▶ Exercise goal: Could you extend the piece about Mike Haynes and his prostate cancer diagnosis, picking up right after its final sentence?

During his 14-year NFL career, Mike Haynes established himself as one of the most reliable and explosive defensive backs and punt returners in the game. He was selected to 9 Pro Bowls, was a 4-time All Pro, and in 1997 Mike was inducted into the NFL Hall of Fame. But despite his seemingly superhuman powers on the field, he would discover at a Hall of Fame induction ceremony that he was as mortal as the rest of us.

In 2008 the NFL began a prostate screening program in conjunction with the induction. As vice president of the NFL’s Player and Employee Development Program, Haynes felt an obligation to take part. 

“They asked me to take a blood test, to encourage other guys to do it,” he recalls. Haynes’s role was to mentor new recruits and players transitioning out of the NFL, to help them make the most of the resources available to them, one of which was the screening. But he had little reason to suspect he would be diagnosed with cancer, having received excellent marks on a recent physical. “I was in great shape, but I learned that the symptoms are not something you can be aware of,” he says.

Mike Haynes

The diagnosis came as a shock. “I was scared—it took me a while to accept that this was happening to me – it’s not something you talk about.” Fortunately, the doctors were able to see markers in the early stages of his cancer, which allowed Haynes to have the most options as far as treatment. Catching it early also meant that Haynes would have more of a chance to beat the disease. “It’s important to check with your doctors about it and talk to your family to see what’s in your history.”

▶ Dataset records:
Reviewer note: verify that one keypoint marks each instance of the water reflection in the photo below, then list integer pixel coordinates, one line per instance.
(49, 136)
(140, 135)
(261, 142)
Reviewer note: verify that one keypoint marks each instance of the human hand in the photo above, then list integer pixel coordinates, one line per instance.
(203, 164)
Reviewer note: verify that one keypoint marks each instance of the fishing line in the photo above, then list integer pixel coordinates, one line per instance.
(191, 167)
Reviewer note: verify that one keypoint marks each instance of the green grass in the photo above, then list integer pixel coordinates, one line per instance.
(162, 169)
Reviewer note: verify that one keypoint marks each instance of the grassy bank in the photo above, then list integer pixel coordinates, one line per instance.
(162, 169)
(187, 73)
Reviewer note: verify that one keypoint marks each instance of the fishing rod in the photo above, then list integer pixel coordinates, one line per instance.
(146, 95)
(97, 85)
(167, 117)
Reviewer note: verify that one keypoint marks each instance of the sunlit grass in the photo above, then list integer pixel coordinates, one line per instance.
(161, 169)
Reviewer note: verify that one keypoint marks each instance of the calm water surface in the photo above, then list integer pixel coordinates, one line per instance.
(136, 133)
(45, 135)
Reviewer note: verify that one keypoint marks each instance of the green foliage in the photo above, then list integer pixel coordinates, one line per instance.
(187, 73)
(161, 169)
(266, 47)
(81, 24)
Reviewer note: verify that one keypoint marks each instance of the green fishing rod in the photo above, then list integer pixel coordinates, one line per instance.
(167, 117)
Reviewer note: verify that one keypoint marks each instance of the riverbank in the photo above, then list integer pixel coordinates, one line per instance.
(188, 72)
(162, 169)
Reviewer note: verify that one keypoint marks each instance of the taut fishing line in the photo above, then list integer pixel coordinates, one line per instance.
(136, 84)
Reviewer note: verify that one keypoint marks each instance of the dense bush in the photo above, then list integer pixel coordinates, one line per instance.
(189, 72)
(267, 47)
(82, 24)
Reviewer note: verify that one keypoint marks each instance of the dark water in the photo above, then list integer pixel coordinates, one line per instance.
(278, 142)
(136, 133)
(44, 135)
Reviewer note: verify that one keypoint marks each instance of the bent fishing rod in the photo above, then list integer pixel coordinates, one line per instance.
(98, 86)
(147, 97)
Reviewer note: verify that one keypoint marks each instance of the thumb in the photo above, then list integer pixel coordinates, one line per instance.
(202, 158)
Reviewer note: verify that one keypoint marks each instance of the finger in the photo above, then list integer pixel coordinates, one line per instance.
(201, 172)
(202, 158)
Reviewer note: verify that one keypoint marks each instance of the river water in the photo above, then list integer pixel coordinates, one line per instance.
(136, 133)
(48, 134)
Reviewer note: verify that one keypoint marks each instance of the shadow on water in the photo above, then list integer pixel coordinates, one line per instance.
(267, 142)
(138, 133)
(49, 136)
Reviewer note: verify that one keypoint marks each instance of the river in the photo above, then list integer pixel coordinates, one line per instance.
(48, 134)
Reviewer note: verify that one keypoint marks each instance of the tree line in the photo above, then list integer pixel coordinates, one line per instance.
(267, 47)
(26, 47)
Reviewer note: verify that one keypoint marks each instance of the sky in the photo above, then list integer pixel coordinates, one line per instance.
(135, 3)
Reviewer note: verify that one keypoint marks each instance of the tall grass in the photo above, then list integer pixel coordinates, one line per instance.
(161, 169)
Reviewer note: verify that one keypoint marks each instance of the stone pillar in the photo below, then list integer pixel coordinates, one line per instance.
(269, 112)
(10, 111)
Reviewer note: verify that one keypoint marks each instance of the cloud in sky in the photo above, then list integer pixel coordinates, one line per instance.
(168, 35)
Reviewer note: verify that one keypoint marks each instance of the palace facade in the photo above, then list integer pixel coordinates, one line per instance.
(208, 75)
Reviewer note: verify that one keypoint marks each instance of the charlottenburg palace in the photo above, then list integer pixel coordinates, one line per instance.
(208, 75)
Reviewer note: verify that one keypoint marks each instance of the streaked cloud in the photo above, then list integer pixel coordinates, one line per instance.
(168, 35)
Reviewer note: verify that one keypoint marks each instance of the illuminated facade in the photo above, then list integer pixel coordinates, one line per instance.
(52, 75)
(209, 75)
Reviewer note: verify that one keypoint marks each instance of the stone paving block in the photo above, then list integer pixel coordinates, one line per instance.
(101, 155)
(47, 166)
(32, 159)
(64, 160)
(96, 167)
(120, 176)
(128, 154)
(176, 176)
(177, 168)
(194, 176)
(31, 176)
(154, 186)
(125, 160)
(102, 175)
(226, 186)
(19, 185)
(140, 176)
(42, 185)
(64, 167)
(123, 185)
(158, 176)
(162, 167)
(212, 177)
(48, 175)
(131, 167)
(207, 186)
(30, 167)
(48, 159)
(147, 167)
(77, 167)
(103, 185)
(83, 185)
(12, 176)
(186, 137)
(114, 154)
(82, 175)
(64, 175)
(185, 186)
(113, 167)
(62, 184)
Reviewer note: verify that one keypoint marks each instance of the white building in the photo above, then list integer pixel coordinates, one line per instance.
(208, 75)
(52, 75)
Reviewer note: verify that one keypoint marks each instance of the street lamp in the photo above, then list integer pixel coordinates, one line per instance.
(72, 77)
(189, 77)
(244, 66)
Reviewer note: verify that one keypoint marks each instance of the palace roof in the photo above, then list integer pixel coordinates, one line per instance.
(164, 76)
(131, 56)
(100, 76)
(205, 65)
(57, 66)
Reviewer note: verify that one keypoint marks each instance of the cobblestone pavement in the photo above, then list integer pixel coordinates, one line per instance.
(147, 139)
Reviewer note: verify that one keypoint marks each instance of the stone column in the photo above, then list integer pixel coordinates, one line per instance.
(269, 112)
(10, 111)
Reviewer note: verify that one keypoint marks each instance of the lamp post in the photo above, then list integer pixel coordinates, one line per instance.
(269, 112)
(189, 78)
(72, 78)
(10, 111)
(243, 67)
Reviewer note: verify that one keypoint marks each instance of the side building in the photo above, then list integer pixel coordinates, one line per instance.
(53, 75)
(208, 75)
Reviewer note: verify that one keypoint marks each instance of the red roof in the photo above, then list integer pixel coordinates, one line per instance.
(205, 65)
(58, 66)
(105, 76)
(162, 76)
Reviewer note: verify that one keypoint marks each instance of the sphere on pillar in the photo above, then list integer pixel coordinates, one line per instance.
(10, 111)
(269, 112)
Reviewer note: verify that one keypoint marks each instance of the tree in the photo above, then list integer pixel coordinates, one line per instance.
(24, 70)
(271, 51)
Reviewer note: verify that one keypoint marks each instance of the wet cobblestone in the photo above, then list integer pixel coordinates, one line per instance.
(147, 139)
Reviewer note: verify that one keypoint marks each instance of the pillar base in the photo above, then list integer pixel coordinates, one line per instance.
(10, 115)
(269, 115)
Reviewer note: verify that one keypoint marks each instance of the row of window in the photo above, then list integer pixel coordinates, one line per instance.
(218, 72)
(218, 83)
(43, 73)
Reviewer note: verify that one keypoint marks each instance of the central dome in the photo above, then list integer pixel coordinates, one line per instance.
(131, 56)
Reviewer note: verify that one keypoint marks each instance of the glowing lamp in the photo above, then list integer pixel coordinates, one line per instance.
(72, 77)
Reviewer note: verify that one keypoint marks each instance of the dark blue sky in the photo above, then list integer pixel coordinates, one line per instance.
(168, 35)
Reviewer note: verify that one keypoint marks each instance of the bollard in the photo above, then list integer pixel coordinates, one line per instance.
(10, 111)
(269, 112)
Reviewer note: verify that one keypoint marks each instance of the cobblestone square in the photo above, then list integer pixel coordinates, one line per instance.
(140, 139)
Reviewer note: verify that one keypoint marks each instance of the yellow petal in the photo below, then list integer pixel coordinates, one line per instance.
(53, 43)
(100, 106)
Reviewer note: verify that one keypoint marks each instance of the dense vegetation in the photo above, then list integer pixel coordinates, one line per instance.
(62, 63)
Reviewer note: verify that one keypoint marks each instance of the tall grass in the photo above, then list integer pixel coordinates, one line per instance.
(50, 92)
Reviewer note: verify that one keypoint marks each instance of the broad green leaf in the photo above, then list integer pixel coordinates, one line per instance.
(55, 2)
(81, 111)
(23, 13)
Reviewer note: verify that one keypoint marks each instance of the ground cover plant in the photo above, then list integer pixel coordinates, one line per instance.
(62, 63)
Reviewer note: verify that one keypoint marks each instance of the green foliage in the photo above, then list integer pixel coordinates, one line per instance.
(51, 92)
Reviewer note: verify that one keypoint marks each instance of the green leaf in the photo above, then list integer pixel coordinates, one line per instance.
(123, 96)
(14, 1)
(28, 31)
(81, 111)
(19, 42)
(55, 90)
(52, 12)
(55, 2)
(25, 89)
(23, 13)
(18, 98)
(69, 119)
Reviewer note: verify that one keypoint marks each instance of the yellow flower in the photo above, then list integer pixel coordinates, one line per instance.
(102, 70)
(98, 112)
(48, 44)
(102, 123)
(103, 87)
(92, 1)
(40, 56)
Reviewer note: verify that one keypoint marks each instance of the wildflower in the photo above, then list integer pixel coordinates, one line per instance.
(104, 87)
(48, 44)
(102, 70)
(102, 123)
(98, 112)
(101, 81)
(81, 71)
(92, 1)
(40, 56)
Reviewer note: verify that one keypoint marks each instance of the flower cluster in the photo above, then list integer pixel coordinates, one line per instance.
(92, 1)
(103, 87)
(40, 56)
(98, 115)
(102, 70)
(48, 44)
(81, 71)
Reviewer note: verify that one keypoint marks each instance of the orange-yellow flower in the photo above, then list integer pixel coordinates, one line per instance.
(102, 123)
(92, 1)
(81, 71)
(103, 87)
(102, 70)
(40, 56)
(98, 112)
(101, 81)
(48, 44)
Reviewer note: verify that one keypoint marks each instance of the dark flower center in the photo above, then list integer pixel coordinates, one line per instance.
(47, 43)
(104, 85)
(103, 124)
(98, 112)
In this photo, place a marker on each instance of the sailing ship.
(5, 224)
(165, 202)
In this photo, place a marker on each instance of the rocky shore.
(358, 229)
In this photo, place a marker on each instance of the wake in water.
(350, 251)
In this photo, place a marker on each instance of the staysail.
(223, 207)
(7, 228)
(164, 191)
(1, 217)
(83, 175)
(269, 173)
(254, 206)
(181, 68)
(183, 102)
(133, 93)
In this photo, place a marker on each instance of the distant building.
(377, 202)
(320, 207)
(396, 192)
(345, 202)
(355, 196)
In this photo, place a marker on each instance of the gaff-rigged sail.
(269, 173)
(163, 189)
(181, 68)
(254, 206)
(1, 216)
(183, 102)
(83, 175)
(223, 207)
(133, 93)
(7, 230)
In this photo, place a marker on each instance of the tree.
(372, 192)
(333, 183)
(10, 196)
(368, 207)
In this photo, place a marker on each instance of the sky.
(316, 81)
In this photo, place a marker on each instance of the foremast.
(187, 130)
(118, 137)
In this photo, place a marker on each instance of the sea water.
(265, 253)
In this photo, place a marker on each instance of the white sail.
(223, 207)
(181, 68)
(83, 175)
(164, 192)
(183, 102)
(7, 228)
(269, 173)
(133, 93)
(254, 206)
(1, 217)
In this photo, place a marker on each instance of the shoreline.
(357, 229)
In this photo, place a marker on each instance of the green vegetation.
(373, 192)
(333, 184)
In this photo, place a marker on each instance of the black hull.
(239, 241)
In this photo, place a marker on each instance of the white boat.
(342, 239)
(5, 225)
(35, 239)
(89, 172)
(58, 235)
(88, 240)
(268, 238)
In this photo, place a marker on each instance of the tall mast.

▶ Response to this exercise:
Nine Pro Bowl appearances, 46 career interceptions and 688 interception yards are prime examples of the strength Haynes has called upon to fight for his life, and it’s his hard-core commitment to his health, training, and diet that shaped Mike’s mindset to help him power through his diagnosis. And now he’s committed himself to help others see the signs and fight the same battle he has.

Prostate cancer affects 1 in 7 men and 1 in 5 African Americans and opening discussion with doctors and family members may be one of the most important life-saving habits. “Talking about it is the most important thing you can do to help your chances of survival,” Mike says who believes establishing networks and support systems for men to educate themselves is vital. ”I was lucky because we caught the cancer so soon that I was able to kill the cancer before it killed me,” says Haynes, but the symptoms of prostate cancer aren’t often something you’re aware of until later stages.” 

Today, Mike is healthy and cancer free and has partnered with the Urology Care Foundation to alert men about the importance of getting screened. With 14% of men diagnosed each year with the disease, Mike and the NFL are especially vigilant in getting the word out.